- WHAT THIS TASK INVOLVES -
When you reach the line in the data below that contains "Sample: <point>663,23</point>", please start repeating lines exactly, and stop after the line that contains "Sample: <point>78,71</point>", repeating nothing else.

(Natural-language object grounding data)
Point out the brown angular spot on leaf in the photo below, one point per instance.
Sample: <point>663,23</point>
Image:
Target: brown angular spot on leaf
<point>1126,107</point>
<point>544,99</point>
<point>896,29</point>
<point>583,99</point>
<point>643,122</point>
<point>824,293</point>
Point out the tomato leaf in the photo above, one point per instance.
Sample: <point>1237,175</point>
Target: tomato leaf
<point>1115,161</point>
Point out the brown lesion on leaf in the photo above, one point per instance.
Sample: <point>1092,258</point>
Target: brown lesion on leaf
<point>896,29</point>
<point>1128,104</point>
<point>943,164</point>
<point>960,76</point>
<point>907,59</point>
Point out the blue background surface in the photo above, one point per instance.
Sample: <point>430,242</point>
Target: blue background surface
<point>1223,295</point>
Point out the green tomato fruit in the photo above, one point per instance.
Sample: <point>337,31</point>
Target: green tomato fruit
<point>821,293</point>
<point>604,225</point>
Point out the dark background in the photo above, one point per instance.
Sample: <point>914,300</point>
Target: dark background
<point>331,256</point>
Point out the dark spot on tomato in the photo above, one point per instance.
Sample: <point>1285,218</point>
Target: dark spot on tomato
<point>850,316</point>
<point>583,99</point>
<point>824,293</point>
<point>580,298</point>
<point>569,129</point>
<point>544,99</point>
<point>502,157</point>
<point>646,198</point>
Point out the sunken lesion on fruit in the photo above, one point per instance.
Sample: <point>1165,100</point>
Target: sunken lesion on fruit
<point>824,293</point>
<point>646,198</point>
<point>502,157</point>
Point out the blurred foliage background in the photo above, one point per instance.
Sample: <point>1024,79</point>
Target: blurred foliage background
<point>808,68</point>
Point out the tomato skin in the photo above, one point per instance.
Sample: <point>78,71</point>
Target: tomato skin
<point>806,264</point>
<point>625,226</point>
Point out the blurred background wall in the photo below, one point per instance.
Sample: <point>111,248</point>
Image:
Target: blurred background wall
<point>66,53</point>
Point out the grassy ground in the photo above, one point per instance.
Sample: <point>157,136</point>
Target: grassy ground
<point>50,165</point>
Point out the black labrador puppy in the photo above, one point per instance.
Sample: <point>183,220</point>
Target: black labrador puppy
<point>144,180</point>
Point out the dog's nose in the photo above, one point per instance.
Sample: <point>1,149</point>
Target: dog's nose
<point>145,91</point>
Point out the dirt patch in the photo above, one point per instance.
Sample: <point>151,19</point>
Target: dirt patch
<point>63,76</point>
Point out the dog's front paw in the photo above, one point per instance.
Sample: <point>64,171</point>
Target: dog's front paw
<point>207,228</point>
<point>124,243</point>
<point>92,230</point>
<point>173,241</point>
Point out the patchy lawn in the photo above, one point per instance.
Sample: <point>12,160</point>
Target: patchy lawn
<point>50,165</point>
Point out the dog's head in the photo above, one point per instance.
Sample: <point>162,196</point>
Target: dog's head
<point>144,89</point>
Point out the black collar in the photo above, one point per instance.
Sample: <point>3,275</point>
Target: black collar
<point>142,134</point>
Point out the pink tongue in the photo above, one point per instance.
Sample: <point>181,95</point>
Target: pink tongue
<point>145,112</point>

- TASK ANSWER -
Sample: <point>663,23</point>
Image:
Target: brown angular spot on leaf
<point>1126,107</point>
<point>544,99</point>
<point>896,29</point>
<point>583,99</point>
<point>643,122</point>
<point>824,293</point>
Point out the tomato leaf in the photo above, one point per instance.
Sample: <point>1237,175</point>
Target: tomato leaf
<point>1115,161</point>
Point out the brown lesion on leaf in the photo above, one point per instance.
Sample: <point>1092,258</point>
Target: brown lesion on leaf
<point>896,29</point>
<point>1128,104</point>
<point>943,164</point>
<point>960,76</point>
<point>907,59</point>
Point out the blue background surface in the photo above, one point per instance.
Sample: <point>430,242</point>
Target: blue background surface
<point>1223,295</point>
Point out the green tomato fruit in the photo above, one point per instance.
Sample: <point>337,31</point>
Target: green tomato fruit
<point>821,293</point>
<point>604,225</point>
Point out the dark background in the photo above, one point per instance.
Sample: <point>914,300</point>
Target: dark background
<point>331,256</point>
Point out the dark spot on tomato in the photo above, one point per instance.
Sample: <point>1285,218</point>
Target: dark spot on tomato
<point>850,316</point>
<point>583,99</point>
<point>824,293</point>
<point>580,298</point>
<point>569,129</point>
<point>544,99</point>
<point>502,157</point>
<point>646,198</point>
Point out the sunken lesion on fruit in the photo above, one point per instance.
Sample: <point>1165,100</point>
Target: sunken lesion on fruit
<point>824,293</point>
<point>646,198</point>
<point>502,157</point>
Point out the blurred foliage background in the photo above, one point per instance.
Sample: <point>1024,79</point>
Target: blurred foliage background
<point>808,68</point>
Point out the tomato skin in the photo above, one point per instance.
Sample: <point>78,71</point>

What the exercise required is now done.